##### TEXTE FOURNI #####

Des appellations prestigieuses du vignoble de Bourgogne, Pommard et Volnay, et tous les 1ers crus ont subi de graves dommages mardi lors d'un long épisode orageux à l'impact «catastrophique» pour les exploitations, selon les viticulteurs.

Selon un bilan encore provisoire du Bureau Interprofessionnel des Vins de Bourgogne (BIVP), toute l'appellation Côte de Beaune (Côte-d'Or), qui s'étend sur une vingtaine de kilomètres a été touchée, de 10 à 90% selon les parcelles, par les violents orages de grêle et le vent, mardi après-midi.

Peu après 15 h 30, un orage s'était abattu sur ce secteur accompagné de grêle et d'un vent très fort, détruisant de nombreuses vignes.

Parmi les secteurs les plus touchés, l'extrême sud de l'aire d'appellation Beaune, jouxtant Pommard, détruit à 90% selon le BIVP. Le coteau entre Pommard et Volnay est touché à 70%. Tous les premiers crus sont impactés «On vient de tout perdre»

Ceps meurtris, baies éventrées et feuilles déchiquetées: Jean-Louis Moissenet, viticulteur à Pommard, constatait mercredi les larmes aux yeux, les dégâts causés par la grêle, pour la deuxième année consécutive, sur les parcelles de Pommard 1er cru qu'il exploite depuis 25 ans.

Quand on arrive sur les lieux et qu'on voit tout par terre, c'est comme si on venait d'être licencié sans prime. On a travaillé toute l'année et on vient de tout perdre», se lamente le président du syndicat des vignerons de Pommard.

#####

* _MARCHE À SUIVRE_: Modifiez le passage de l'article sur les orages en Bourgogne situé entre «Selon un bilan» et «de nombreuses vignes.» inclus, en y remplaçant «grêle» par «pluie».

##### ENREGISTREMENTS #####

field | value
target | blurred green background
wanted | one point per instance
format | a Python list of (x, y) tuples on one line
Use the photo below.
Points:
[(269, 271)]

#####

* _SOLUTION_:
Selon un bilan encore provisoire du Bureau Interprofessionnel des Vins de Bourgogne (BIVP), toute l'appellation Côte de Beaune (Côte-d'Or), qui s'étend sur une vingtaine de kilomètres a été touchée, de 10 à 90% selon les parcelles, par les violents orages de pluie et le vent, mardi après-midi.

Peu après 15 h 30, un orage s'était abattu sur ce secteur accompagné de pluie et d'un vent très fort, détruisant de nombreuses vignes.